■ Excerpted text
--

It is clearly stated throughout the Tanakh (and reiterated in Hebrews 9:22) that without the shedding of blood there is no forgiveness, and without forgiveness of sin there can be no salvation.

So you see? God’s love for us is what motivated Him to send Yeshua to be a sacrifice, and Yeshua’s love for us is what sustained Him throughout His life and torturous death. God’s love for us and Yeshua’s sacrifice is what makes salvation possible, but it is forgiveness of sin that saves us.

As we live our lives trying to die to self and allow the Ruach HaKodesh (Holy Spirit) to fill us more and more, we need to work on forgiveness more than love. Frankly, I really don’t like it when people I don’t even know come up to me and hug me, and say something like “Love you, Brother!” because (to me) love is too important a word to throw around like “Wassup?” or “Howdy” or “How ya doin’?” You don’t even know me, so how can you really love me? God’s love is real, it’s complete, it’s tangible- humans can’t do that, so stop saying you love me when you can’t possibly love me. Just be nice, be cordial, and be honest with me and with yourself.

You want to know what I think is the ultimate expression of love? Forgiveness. Anyone and everyone can love others, but if you want to prove that you have the ability to love as God loves, then stop telling strangers you love them and forgive the people you already know who have sinned against you and hurt you.

That is the kind of love that God wants from each of us.

Your Salvation is Not in God’s Hands

Salvation is provided for you by God, and guaranteed to remain available to you by God, but your personal salvation is not in God’s hands- it is in your hands.

God has provided Messiah, and Messiah provided the means for us to be forgiven without the Temple ( the sin and guilt sacrifices had to be slaughtered in the courtyard of the Temple, so after it was destroyed there was no longer any place for us to sacrifice and be forgiven), so the only thing left with regard to our salvation is now in our hands.

We must be the ones to ask for it; we must do T’shuvah (repentance, literally “to turn” from sin), and we must maintain that attitude and demonstrate our true repentance by producing good fruits, which starts with observance and obedience to God’s will and commandments found in Torah and subsequent scripture. 

Too many people are taught that “once saved, always saved”, which implies that once you ask for forgiveness through Yeshua’s sacrifice, then you have it always. No matter what you do or say or how you act, once saved…well, that ain’t the way it happens, Folks! Once saved, always saved AS LONG AS you continue to repent of your sins (which we will always do, no matter how hard we try not to) and AS LONG AS you continue to study the word, edify each other, love more than you did before and show everyone that God has changed you through the Ruach HaKodesh (Holy Spirit) by your actions and words.

--

■ Data to examine
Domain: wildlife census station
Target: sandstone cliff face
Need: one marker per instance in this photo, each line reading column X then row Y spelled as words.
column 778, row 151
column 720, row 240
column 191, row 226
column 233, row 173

--

■ About this task
Answer these questions about the text on forgiveness and salvation:
1. Which New Testament passage does the text cite as repeating that there is no forgiveness without the shedding of blood?
2. What does the writer name as the ultimate expression of love?
3. Where did the sin and guilt sacrifices have to be slaughtered?
The records come from a different source than the text.

■ Task solution
1. Hebrews 9:22
2. Forgiveness
3. In the courtyard of the Temple